Columbia University audit finds AI citations eroding biomedical trust
Fake citations can look tidy while breaking the verifiability of biomedical literature.📷 AI-generated image / TECH&SPACE
- ★An audit of 2.5 million biomedical papers found a more than twelvefold rise in fabricated references since 2023.
- ★The fake references often match the paper topic and use correct citation formatting, making them unusually hard to detect by hand.
- ★According to the reported findings, 98 percent of affected papers have received no publisher response.
An audit of 2.5 million biomedical papers by researchers at Columbia University and other institutions points to a blunt failure mode in scientific publishing: fabricated references are no longer a minor edge case. According to The Decoder, the rate of fake citations has increased more than twelvefold since 2023.

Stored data
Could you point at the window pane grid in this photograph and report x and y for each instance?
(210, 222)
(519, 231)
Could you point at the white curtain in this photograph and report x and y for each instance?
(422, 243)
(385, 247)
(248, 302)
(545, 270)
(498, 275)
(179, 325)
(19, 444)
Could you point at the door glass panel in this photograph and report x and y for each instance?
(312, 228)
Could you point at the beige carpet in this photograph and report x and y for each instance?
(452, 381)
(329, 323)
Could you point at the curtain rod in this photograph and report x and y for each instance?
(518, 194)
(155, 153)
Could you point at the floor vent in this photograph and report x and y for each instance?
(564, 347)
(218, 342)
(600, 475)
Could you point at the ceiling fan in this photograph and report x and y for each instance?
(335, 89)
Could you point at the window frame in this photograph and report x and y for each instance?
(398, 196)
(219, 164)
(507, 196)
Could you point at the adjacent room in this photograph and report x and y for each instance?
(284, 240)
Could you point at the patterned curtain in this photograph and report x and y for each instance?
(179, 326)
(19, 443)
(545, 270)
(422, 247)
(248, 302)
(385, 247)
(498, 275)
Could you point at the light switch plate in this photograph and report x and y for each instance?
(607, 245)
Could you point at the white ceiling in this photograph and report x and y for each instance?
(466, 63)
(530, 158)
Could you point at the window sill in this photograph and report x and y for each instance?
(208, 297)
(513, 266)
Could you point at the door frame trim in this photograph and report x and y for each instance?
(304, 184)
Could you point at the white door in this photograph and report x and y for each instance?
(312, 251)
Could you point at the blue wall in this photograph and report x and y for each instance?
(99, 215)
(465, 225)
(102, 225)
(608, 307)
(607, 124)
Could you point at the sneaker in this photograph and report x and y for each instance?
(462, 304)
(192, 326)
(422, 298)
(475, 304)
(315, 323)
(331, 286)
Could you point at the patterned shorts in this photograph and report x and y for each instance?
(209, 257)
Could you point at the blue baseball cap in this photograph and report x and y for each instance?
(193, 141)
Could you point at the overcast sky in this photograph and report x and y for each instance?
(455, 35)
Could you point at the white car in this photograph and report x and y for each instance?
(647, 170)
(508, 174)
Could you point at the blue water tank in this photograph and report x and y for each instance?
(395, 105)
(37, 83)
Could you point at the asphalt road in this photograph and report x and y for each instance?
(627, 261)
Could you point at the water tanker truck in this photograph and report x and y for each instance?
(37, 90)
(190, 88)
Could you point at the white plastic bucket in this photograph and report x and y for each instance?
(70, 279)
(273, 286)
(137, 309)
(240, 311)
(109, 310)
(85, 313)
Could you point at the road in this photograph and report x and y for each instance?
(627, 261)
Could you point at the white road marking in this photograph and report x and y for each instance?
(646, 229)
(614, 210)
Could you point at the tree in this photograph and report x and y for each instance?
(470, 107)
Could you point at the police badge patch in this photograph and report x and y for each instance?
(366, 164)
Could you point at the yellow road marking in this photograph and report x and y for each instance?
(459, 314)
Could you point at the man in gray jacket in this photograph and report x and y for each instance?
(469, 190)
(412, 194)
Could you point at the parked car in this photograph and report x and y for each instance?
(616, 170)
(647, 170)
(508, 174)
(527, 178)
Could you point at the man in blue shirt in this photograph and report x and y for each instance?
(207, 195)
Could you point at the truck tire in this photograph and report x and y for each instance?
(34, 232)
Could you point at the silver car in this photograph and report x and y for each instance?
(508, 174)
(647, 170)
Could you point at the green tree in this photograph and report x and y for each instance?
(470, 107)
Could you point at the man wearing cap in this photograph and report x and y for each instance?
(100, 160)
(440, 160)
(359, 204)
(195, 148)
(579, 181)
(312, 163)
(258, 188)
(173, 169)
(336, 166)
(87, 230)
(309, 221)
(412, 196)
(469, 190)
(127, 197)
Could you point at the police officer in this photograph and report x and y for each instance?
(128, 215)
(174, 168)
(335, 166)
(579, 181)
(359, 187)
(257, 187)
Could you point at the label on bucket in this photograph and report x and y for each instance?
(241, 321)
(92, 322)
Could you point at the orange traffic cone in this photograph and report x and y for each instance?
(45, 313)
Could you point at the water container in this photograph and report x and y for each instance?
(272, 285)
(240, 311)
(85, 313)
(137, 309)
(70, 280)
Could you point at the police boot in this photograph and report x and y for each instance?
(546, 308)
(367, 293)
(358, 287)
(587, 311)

◆ What you need to do
A) Using the article on fabricated citations, decide whether each statement agrees with it: (i) the audit covered 2.5 million biomedical papers; (ii) most affected papers have received a publisher response; (iii) the fake references often use correct citation formatting. Answer yes or no for each and quote the deciding words.
B) Change the article on fabricated citations, starting at "- ★The fake" and ending at "no publisher response.", so that "unusually" becomes "especially".

◆ List of solutions
A)
(i) Yes: "An audit of 2.5 million biomedical papers"
(ii) No: "98 percent of affected papers have received no publisher response"
(iii) Yes: "use correct citation formatting"

B)
- ★The fake references often match the paper topic and use correct citation formatting, making them especially hard to detect by hand.
- ★According to the reported findings, 98 percent of affected papers have received no publisher response.